>>>>
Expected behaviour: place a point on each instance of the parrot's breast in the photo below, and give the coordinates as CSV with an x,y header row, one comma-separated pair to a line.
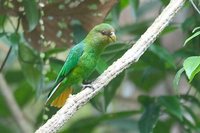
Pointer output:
x,y
84,68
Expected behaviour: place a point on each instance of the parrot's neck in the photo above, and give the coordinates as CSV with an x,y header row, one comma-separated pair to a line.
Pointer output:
x,y
94,47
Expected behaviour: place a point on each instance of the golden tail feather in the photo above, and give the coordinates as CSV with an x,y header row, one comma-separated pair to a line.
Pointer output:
x,y
60,101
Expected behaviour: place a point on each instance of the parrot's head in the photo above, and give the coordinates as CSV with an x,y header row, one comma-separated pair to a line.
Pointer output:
x,y
102,34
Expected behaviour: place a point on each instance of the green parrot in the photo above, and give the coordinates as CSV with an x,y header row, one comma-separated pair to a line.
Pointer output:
x,y
80,63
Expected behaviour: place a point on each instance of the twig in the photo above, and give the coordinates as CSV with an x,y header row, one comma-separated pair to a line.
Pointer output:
x,y
14,108
6,58
132,55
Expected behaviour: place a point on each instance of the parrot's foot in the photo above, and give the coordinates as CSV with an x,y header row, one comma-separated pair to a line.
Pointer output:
x,y
85,82
87,86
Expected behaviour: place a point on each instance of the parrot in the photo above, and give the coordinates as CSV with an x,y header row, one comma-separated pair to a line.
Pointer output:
x,y
80,63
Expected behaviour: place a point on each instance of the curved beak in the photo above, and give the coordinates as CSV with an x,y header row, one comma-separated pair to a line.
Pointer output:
x,y
112,36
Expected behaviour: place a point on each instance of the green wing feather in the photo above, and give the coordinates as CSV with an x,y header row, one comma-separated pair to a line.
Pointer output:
x,y
71,62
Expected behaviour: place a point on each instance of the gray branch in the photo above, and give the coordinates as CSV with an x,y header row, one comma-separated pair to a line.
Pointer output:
x,y
132,55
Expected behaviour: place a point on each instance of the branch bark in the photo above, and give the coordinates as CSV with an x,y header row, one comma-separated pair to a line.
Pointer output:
x,y
132,55
14,108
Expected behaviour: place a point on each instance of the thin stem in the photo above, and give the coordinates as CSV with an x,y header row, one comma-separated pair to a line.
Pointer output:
x,y
195,7
6,58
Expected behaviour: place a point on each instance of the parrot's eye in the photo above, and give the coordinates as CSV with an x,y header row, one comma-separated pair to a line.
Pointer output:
x,y
105,33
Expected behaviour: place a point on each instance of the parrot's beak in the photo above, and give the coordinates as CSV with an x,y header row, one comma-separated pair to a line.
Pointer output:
x,y
112,36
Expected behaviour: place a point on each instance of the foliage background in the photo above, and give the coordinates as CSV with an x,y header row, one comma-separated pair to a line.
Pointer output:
x,y
160,93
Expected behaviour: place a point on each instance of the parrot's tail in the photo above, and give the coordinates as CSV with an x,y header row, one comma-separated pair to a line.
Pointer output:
x,y
60,101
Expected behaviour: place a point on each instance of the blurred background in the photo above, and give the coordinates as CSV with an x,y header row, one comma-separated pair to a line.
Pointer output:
x,y
159,93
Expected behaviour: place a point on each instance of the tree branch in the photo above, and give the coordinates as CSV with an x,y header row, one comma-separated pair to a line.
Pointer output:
x,y
132,55
14,108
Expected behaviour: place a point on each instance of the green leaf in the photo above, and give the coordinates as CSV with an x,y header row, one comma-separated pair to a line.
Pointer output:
x,y
87,125
163,54
195,29
32,13
177,79
192,66
172,105
135,4
191,37
14,38
4,110
165,2
149,118
6,128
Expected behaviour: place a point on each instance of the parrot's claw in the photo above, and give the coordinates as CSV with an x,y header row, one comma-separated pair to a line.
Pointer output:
x,y
85,82
87,86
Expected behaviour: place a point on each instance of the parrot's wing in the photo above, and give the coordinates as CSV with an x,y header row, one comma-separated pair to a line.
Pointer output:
x,y
71,61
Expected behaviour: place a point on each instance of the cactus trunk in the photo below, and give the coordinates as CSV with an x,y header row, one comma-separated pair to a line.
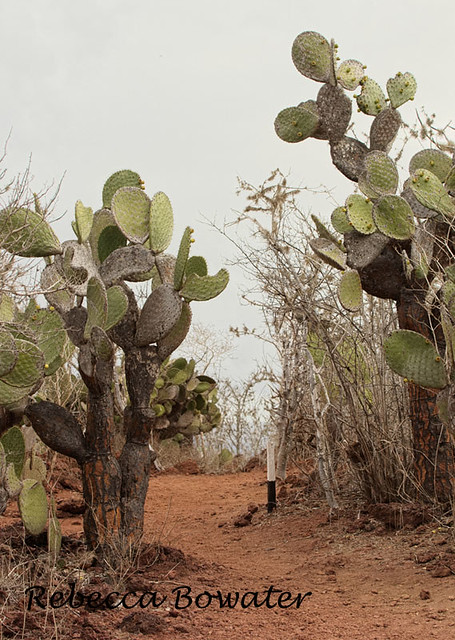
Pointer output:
x,y
434,464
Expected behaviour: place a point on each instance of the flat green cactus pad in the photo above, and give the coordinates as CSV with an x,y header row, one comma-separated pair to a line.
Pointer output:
x,y
33,506
335,110
177,334
182,258
161,222
84,221
350,73
117,306
433,160
295,124
205,287
26,233
350,291
430,192
393,217
123,178
196,264
29,367
371,99
159,314
313,57
8,353
412,356
329,253
381,173
360,214
13,444
384,129
401,88
96,305
131,209
340,221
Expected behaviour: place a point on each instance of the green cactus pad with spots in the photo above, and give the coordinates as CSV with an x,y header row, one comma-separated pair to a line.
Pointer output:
x,y
96,305
350,73
295,124
381,173
29,367
384,129
329,253
412,356
161,222
196,264
401,88
340,221
25,233
430,192
313,57
177,334
84,221
360,214
117,306
8,353
433,160
33,506
393,217
159,314
205,287
131,210
123,178
182,258
350,290
371,99
14,448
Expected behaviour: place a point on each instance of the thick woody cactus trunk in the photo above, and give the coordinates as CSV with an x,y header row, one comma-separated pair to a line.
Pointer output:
x,y
434,469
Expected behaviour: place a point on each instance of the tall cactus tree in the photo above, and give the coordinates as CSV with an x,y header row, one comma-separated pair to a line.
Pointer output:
x,y
92,308
391,246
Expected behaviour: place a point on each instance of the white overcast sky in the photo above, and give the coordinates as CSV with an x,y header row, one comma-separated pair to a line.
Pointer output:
x,y
186,93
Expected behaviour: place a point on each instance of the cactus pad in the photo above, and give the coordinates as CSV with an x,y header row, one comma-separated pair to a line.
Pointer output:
x,y
348,155
33,506
329,253
26,233
393,217
412,356
313,57
335,111
131,210
350,73
205,287
295,124
177,334
350,290
360,214
84,221
371,99
381,174
384,129
123,178
401,88
430,192
161,222
182,258
161,311
432,160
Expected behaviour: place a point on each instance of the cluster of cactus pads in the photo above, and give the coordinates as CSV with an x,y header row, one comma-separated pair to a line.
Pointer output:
x,y
185,402
22,476
376,220
123,241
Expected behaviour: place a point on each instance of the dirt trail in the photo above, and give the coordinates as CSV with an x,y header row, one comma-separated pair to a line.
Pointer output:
x,y
363,585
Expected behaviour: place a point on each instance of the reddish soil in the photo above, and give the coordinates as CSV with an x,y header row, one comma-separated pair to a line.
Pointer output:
x,y
367,581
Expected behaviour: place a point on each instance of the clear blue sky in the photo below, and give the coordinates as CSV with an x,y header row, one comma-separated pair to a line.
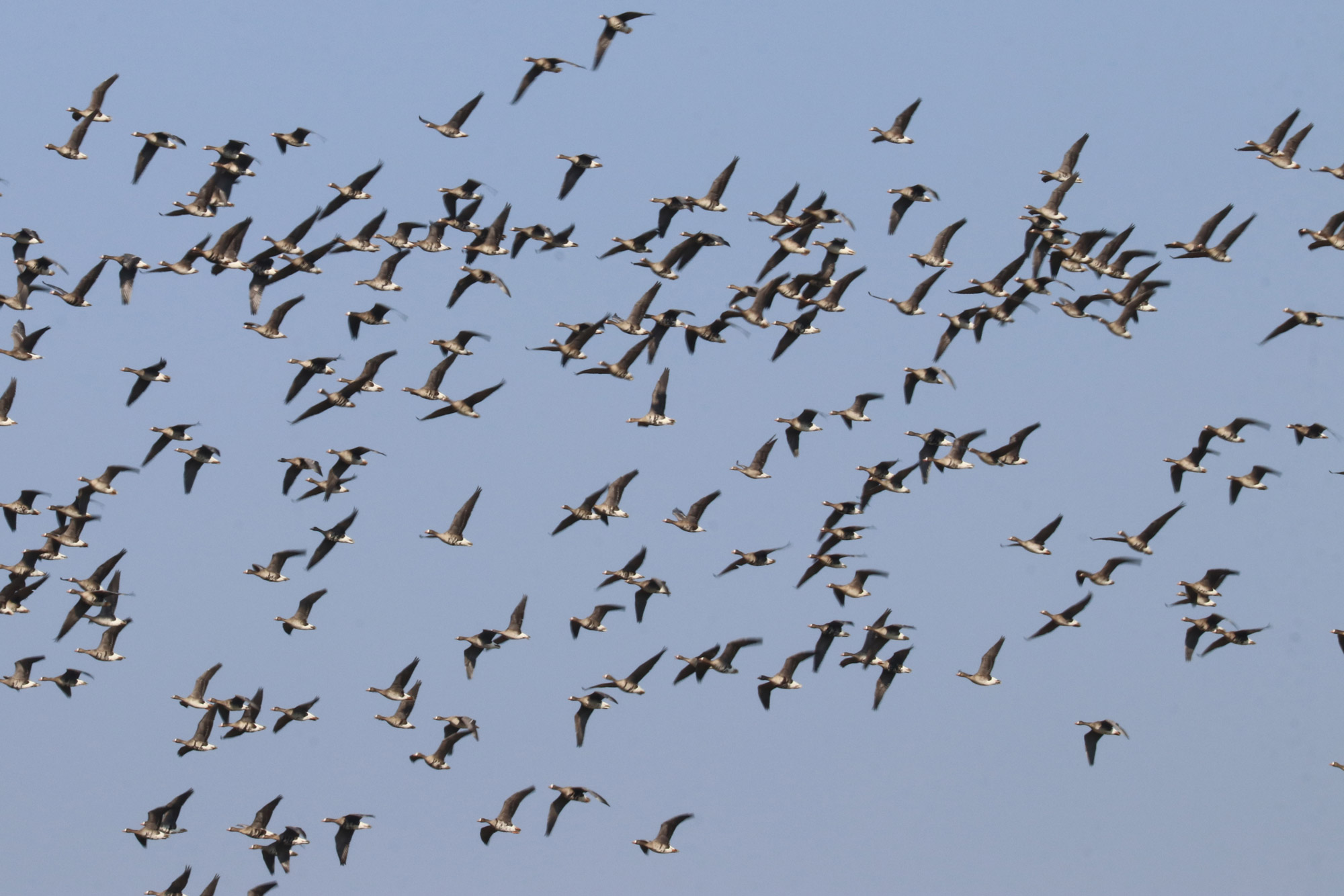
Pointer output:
x,y
950,788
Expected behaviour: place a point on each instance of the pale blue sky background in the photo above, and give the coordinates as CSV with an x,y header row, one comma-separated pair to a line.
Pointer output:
x,y
950,788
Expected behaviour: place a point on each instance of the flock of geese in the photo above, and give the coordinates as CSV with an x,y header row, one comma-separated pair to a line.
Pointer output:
x,y
1049,251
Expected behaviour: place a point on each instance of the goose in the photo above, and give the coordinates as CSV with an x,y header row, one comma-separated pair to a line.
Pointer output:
x,y
454,127
24,343
593,623
454,535
611,25
21,679
346,828
783,679
1249,482
458,346
384,281
1062,619
545,64
658,406
400,719
1191,463
1238,637
1208,625
1284,158
1310,319
579,165
153,374
257,830
300,619
196,460
892,667
397,691
464,406
571,795
162,821
855,588
200,741
1232,433
505,821
630,573
197,699
1095,734
354,191
751,558
984,676
644,590
1103,577
691,522
925,375
72,147
588,703
897,132
631,684
1140,542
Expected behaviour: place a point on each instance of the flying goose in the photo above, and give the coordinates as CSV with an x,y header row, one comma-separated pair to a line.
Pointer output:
x,y
346,828
1140,542
505,821
1103,577
300,619
1062,619
354,191
751,558
630,573
298,139
397,691
454,127
593,623
1238,637
783,679
400,719
25,343
1095,734
1310,319
897,134
257,830
662,844
200,741
1249,482
631,684
691,522
588,703
1232,433
984,676
162,821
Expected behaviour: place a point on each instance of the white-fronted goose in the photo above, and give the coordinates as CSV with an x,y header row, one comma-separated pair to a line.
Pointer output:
x,y
588,703
354,191
782,680
545,64
257,830
505,821
1103,577
897,132
346,828
1249,482
1095,734
1140,542
454,127
454,535
397,691
1062,619
984,676
401,719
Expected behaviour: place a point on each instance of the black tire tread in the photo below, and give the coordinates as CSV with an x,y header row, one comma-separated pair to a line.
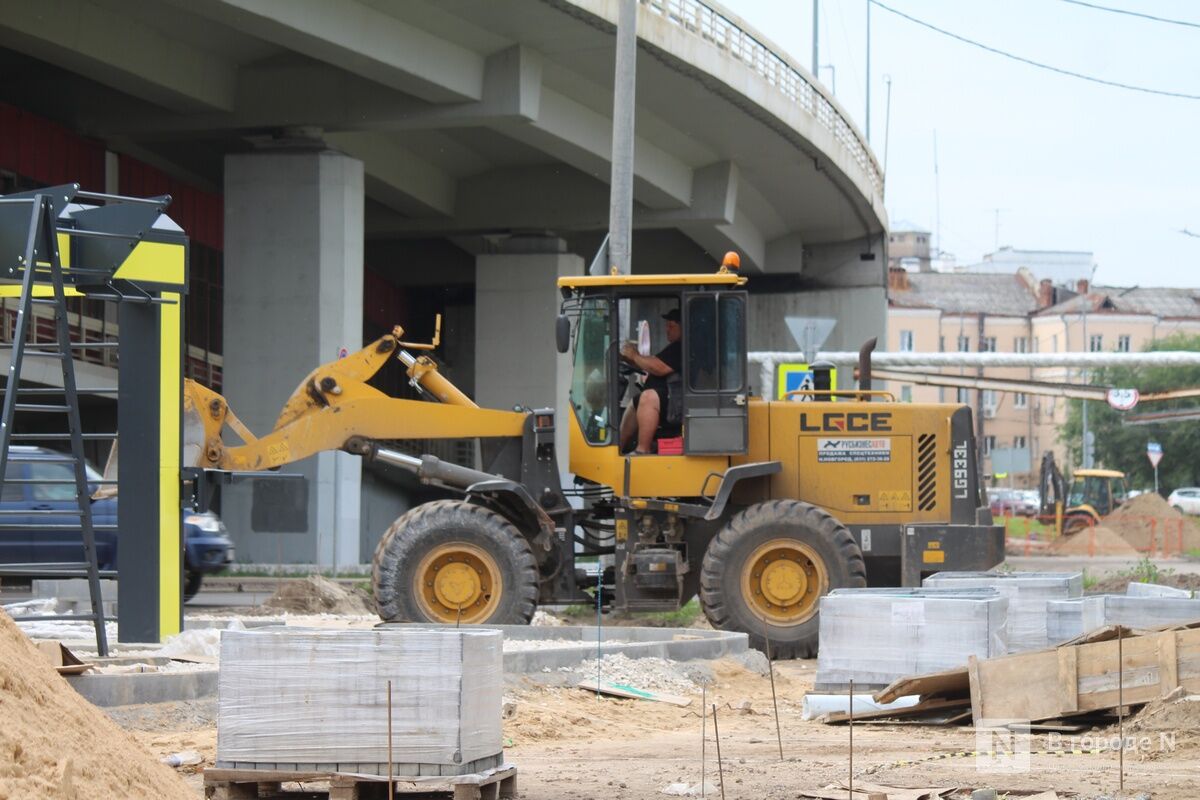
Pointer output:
x,y
402,541
712,593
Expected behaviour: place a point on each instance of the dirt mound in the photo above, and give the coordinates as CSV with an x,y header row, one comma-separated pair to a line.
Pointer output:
x,y
1116,584
1146,519
1107,542
54,744
318,595
1176,711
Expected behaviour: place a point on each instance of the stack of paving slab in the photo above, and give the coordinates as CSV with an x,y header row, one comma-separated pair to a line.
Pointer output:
x,y
317,699
1144,606
875,636
1027,595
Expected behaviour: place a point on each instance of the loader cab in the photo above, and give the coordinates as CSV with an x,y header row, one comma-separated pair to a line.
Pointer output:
x,y
1099,489
705,411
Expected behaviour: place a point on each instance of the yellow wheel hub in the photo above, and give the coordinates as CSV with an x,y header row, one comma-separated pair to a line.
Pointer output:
x,y
459,583
783,581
<<<<
Starting with the line that contains "the dirt mound", output every line through the end of the listing above, unchanged.

Expected behaviour: place a point on each instance of the dirt mound in the photo above, and give the coordinates as CSV with an x,y header row, one comma-separated pair to a line.
Pointer output:
x,y
1116,584
1146,519
1107,542
54,744
318,595
1176,711
Expected behaviour: place a point on each instance of the stack of paving slab in the photo above, and give the coordinates as CSV with an x,y header row, one comma-separated pair to a line.
Pointer output:
x,y
317,699
1144,606
875,636
1027,595
Expected behaviour: place a point on each instance of the loader cab in the photo above, and give the coordinates as CSV with an x,y header row, one comma-separated pair to a line.
Pointer output:
x,y
1099,489
705,411
Expected behaviour: place a point on each instance of the yellow wheel hub in the photo above, and give the coordinates as CSV with an x,y header row, one comma-separated pair to a line.
Pointer output:
x,y
459,583
783,581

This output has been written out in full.